Exercise objective
A single stretch of the material below is to be transcribed exactly, starting at the line with "If you could mark the river" and ending after the line with "If you could mark the shoreline".

Start of Data for review

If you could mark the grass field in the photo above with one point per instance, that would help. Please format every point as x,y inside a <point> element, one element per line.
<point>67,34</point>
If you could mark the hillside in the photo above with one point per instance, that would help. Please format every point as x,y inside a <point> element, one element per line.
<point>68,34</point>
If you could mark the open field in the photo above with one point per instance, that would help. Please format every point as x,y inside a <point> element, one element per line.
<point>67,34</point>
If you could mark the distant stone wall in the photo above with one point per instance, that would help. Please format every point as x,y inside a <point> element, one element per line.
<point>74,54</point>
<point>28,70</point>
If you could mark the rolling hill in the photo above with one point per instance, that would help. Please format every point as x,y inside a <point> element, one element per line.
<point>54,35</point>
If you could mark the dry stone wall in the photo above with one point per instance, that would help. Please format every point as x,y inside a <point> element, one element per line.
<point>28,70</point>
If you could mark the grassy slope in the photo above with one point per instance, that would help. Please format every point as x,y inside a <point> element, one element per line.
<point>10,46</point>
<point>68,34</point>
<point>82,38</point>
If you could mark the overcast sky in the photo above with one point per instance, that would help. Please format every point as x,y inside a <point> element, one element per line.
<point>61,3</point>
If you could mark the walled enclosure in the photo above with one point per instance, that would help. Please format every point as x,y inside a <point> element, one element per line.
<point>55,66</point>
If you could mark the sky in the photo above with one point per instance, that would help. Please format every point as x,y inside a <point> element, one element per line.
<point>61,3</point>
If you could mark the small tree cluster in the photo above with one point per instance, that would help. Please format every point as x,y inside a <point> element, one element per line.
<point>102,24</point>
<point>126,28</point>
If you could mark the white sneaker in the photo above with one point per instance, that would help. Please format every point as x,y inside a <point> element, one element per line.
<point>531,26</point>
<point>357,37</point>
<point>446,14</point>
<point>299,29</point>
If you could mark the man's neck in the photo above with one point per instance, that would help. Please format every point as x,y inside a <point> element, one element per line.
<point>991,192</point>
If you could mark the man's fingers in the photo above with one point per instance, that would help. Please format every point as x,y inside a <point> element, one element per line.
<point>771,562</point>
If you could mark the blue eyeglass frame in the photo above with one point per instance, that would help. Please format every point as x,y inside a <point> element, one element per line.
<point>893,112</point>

End of Data for review
Start of Data for review

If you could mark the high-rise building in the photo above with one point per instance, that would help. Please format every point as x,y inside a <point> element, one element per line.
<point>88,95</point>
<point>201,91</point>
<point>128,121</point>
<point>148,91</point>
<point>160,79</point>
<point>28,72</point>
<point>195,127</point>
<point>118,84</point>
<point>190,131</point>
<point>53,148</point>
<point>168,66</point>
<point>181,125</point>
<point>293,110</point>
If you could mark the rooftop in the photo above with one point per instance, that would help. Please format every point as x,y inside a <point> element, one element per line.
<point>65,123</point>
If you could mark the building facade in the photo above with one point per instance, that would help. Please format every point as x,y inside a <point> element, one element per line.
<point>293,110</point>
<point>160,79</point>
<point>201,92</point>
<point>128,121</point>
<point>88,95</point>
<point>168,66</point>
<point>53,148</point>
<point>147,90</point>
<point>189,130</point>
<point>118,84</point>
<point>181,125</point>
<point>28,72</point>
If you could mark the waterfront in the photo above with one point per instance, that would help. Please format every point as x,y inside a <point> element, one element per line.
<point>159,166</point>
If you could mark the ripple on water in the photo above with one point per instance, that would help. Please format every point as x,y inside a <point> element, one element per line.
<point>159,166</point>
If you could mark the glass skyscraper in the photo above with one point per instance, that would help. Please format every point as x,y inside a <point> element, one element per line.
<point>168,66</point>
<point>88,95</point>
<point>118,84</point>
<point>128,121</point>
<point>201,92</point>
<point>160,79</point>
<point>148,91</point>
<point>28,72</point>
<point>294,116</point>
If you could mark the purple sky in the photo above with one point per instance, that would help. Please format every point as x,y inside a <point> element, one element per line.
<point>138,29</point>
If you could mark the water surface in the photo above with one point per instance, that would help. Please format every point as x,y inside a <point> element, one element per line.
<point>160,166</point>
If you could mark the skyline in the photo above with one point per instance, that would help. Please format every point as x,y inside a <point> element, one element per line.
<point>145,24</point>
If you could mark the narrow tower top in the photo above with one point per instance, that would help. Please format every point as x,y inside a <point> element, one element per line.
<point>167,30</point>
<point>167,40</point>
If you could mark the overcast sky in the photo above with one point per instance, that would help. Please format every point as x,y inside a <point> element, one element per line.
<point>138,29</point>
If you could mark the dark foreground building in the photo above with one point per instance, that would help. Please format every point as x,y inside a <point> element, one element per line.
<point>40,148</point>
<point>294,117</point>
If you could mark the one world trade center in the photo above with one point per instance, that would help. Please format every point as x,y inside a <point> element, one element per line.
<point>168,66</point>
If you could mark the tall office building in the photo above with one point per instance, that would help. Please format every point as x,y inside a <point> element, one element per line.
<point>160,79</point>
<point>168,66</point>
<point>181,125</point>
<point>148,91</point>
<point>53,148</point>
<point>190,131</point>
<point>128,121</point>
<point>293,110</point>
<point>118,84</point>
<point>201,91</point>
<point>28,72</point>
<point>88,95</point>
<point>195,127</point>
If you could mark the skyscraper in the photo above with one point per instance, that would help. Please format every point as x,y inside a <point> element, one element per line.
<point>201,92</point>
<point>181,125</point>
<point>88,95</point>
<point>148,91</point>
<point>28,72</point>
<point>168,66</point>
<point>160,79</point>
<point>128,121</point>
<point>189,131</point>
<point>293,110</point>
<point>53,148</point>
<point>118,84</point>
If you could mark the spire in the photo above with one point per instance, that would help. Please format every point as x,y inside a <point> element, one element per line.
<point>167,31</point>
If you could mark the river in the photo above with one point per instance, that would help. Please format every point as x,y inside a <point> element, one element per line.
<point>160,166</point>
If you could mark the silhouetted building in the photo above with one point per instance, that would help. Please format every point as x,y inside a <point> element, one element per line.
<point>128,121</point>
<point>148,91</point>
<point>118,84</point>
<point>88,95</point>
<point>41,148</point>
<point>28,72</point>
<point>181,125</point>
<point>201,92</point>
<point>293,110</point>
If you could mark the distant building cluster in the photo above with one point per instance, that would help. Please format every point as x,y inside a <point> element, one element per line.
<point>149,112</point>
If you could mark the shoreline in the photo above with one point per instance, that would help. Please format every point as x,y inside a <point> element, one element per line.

End of Data for review

Response area
If you could mark the river in the photo above with one point per instance, that would help. Please format every point as x,y inside a <point> element, one element per line.
<point>160,166</point>
If you could mark the silhouetted building in the photo above with one point per instance, that would help. Please format every point as x,y inside a <point> element, one element per line.
<point>128,121</point>
<point>148,91</point>
<point>118,84</point>
<point>88,95</point>
<point>41,148</point>
<point>28,72</point>
<point>181,125</point>
<point>201,92</point>
<point>293,110</point>
If you could mark the distant building cluster in the photo above with one point per instance, that would help. Please format every point as x,y inside a <point> element, one element per line.
<point>149,112</point>
If you could mark the shoreline in the photo above with one point per instance, that would help. Please format every point as x,y inside a <point> element, one element per line.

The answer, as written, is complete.